→ Natural language region descriptions
....................

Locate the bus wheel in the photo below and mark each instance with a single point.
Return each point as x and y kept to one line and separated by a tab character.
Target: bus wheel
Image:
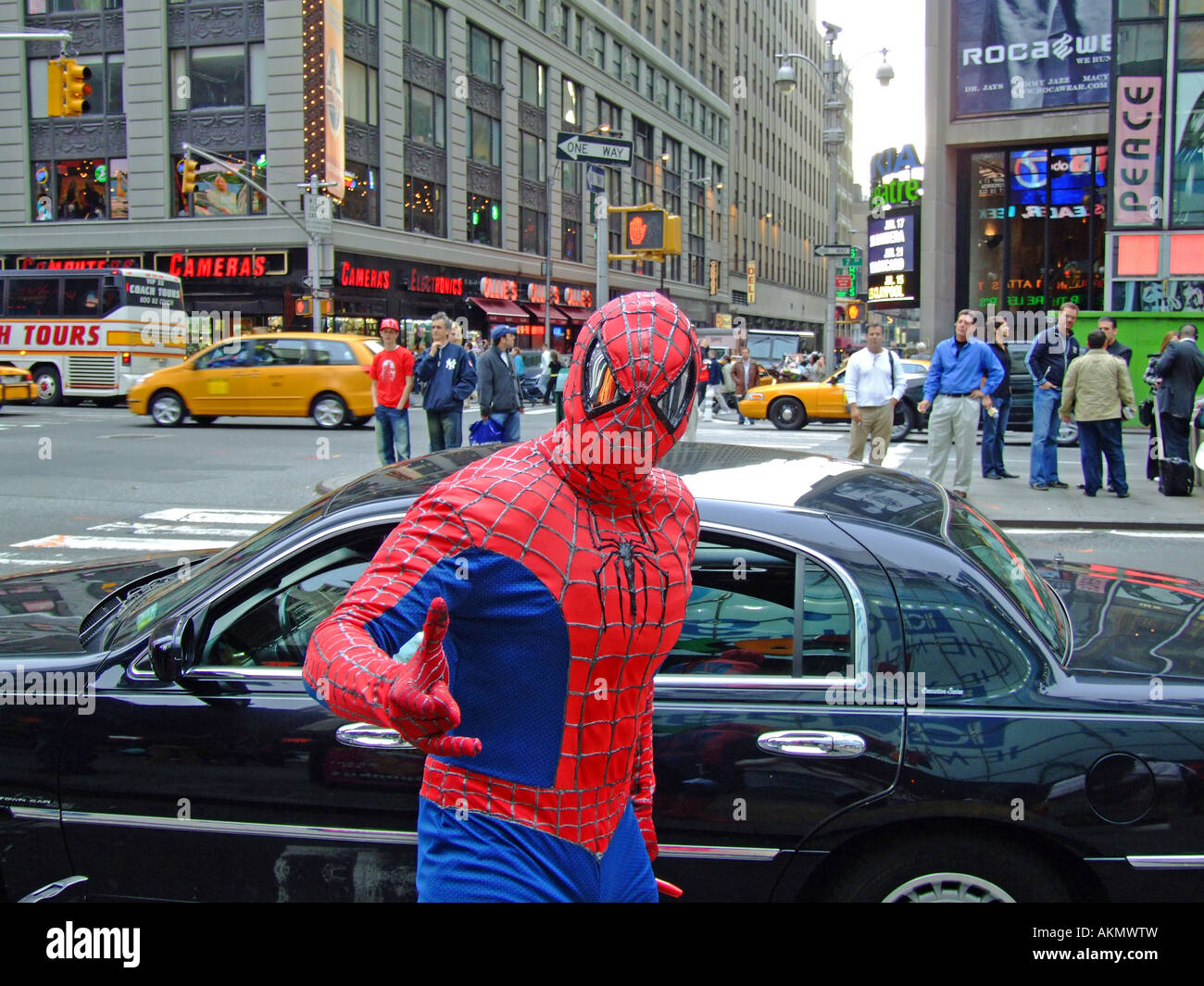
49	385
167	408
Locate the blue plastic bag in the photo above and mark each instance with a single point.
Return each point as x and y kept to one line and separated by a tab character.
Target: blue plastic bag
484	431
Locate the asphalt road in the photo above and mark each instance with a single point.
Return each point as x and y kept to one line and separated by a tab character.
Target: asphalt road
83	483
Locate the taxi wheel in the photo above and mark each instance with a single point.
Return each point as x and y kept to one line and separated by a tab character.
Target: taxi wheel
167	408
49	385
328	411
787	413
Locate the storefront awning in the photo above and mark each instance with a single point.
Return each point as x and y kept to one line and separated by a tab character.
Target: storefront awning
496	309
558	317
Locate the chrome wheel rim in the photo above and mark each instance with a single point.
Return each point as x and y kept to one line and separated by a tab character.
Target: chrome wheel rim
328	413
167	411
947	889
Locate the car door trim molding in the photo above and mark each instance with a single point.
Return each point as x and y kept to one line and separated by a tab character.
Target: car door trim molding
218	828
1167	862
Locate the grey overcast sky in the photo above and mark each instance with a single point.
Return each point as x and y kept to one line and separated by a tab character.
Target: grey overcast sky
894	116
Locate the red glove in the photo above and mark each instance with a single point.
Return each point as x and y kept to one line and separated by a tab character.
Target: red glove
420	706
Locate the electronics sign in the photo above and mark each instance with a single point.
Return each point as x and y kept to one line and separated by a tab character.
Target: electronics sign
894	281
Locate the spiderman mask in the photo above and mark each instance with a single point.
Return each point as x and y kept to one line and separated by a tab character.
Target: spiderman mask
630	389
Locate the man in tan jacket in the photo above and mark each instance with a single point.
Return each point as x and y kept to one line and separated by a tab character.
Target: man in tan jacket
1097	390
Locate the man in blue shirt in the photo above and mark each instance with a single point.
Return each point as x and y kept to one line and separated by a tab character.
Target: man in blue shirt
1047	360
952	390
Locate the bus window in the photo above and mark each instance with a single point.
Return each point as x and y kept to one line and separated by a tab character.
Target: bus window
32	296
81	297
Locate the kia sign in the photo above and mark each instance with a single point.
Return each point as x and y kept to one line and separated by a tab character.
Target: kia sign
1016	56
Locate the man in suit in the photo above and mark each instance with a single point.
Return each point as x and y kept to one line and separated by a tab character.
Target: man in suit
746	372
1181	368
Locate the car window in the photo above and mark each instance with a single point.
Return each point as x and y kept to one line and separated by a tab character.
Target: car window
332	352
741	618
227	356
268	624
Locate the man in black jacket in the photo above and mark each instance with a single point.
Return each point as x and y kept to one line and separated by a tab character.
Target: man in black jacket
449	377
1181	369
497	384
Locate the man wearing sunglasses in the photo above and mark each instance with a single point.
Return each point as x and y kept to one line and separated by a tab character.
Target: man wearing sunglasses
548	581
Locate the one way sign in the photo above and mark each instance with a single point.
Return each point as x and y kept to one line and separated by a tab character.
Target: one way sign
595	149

....................

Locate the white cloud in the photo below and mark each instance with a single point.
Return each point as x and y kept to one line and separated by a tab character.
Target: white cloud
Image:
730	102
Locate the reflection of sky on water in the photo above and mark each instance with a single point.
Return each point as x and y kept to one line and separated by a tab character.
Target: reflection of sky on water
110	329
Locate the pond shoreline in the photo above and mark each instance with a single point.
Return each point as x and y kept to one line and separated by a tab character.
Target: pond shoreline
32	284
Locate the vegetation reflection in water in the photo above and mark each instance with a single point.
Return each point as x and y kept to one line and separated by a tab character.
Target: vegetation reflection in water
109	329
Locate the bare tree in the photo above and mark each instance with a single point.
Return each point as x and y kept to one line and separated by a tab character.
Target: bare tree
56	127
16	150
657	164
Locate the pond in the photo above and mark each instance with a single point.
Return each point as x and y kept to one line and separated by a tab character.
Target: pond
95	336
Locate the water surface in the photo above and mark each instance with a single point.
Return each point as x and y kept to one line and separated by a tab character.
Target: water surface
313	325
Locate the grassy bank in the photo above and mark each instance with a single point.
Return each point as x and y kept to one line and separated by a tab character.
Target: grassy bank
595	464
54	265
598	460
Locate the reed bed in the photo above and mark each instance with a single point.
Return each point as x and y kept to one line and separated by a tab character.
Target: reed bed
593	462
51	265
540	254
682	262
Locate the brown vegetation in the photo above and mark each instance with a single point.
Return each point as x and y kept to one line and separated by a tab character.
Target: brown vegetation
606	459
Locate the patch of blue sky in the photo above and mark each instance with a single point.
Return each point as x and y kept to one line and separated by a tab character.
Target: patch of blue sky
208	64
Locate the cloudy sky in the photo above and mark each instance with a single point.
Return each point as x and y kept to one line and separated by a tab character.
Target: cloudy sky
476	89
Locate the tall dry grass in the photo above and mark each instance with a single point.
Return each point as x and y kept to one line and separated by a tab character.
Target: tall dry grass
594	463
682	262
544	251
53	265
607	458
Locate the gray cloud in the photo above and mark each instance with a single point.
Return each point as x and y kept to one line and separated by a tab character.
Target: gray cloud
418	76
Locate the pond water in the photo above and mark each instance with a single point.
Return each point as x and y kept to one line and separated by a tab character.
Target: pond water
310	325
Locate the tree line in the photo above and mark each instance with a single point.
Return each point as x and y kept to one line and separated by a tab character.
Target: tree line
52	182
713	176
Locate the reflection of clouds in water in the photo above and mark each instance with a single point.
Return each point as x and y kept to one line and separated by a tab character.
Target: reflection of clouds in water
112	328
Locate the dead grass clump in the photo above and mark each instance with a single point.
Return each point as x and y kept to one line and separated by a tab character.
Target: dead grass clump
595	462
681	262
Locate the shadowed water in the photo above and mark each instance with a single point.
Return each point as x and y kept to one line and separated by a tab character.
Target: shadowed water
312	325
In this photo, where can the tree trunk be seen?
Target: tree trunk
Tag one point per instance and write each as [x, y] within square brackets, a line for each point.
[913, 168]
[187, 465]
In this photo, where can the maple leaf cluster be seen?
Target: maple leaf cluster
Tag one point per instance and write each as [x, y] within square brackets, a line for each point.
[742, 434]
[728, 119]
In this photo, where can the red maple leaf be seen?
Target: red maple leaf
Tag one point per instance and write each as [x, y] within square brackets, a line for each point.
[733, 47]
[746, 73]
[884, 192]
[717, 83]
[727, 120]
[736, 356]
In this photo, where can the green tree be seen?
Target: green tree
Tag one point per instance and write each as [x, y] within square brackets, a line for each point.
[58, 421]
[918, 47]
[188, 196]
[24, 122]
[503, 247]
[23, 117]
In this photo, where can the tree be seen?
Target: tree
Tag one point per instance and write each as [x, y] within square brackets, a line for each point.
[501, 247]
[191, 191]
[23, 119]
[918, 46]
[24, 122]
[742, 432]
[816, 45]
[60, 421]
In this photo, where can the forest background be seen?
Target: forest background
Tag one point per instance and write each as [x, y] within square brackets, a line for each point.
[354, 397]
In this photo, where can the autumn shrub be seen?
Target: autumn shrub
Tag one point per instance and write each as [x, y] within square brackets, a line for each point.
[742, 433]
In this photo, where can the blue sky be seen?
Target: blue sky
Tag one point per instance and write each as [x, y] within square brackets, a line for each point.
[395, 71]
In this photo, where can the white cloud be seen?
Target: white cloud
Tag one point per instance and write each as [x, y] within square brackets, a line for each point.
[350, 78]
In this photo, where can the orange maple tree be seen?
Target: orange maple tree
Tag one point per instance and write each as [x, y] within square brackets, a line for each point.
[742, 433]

....................

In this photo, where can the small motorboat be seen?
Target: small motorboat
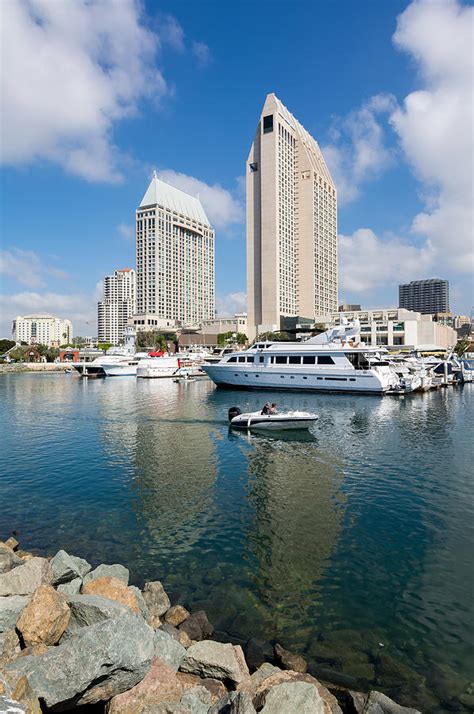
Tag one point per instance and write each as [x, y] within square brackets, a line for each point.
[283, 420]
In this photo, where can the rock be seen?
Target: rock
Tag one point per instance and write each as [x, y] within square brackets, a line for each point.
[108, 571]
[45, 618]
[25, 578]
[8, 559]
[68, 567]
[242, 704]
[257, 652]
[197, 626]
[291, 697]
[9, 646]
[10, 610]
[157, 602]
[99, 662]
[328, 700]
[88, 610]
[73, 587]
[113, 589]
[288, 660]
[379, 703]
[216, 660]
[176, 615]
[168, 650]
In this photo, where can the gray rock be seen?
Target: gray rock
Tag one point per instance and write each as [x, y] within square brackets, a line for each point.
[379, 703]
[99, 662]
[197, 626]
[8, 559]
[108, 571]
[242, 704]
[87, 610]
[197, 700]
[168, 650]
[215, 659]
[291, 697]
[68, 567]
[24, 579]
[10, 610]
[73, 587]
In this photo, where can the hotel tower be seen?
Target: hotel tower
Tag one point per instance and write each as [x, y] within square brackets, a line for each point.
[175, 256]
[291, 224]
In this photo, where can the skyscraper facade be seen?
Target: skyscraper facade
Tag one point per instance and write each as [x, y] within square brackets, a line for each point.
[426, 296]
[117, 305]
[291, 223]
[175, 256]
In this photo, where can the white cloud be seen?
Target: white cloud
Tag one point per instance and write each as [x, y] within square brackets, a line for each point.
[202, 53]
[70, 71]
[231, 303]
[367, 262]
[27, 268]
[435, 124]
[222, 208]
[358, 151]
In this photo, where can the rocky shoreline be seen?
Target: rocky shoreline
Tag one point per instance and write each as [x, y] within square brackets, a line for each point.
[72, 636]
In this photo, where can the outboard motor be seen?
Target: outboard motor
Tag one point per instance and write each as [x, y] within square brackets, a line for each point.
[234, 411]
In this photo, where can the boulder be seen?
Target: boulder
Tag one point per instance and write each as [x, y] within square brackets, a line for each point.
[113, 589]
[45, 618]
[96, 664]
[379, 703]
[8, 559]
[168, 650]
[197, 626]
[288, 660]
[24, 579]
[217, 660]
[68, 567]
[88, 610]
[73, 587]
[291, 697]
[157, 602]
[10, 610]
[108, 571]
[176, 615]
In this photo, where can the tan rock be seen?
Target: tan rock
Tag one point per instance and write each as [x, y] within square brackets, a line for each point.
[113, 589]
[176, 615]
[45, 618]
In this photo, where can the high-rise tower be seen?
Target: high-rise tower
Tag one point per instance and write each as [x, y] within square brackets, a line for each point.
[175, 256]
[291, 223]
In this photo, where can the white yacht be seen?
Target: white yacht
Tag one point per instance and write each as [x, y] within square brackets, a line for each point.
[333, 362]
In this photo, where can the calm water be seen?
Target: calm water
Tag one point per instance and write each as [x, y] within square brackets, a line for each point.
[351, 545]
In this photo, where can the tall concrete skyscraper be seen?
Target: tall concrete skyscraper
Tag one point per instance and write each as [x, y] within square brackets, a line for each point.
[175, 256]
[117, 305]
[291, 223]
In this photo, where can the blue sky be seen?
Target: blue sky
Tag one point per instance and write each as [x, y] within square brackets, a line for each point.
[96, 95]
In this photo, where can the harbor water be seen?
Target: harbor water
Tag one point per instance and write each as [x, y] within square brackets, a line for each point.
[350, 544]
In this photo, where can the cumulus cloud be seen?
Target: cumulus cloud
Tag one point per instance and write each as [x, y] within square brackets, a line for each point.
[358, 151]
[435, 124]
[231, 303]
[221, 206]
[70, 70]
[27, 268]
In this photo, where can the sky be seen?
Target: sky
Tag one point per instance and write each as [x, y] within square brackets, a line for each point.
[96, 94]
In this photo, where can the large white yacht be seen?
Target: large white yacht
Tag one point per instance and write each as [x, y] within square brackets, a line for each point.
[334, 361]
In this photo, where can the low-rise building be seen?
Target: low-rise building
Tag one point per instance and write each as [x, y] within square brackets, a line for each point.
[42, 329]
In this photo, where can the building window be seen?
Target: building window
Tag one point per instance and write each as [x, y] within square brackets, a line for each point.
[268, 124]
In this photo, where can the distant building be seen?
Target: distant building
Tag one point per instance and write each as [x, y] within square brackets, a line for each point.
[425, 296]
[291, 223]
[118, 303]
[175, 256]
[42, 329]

....................

→ Task item
Could you restate word for word the lines above, from the one that contains "Target: asphalt road" through the one that contains "Locate the grey", and no others?

→ Solution to the exercise
Target: asphalt road
83	483
Locate the taxi wheel in the photo above and mark each instance with a single point.
Return each point as x and y kept to one line and separated by a tab character.
Target: taxi wheel
167	408
49	385
328	411
787	413
Locate the storefront awning in the photo above and mark each instance with a single point.
Return each point as x and y kept to one line and separated by a tab character.
Target: storefront awning
496	309
558	317
Locate the chrome wheel rim in the photo above and mark each instance with a single point.
Return each point as x and y kept to one line and separated by a tab character.
Target: chrome wheel rim
328	413
167	411
947	889
Locate the car door trim molding in the photo above and mark each instance with a single point.
Return each point as x and y kept to one line and separated by a tab character.
Target: car door trim molding
218	828
1167	862
Locate the grey overcast sky in the photo above and mark each instance with a single point.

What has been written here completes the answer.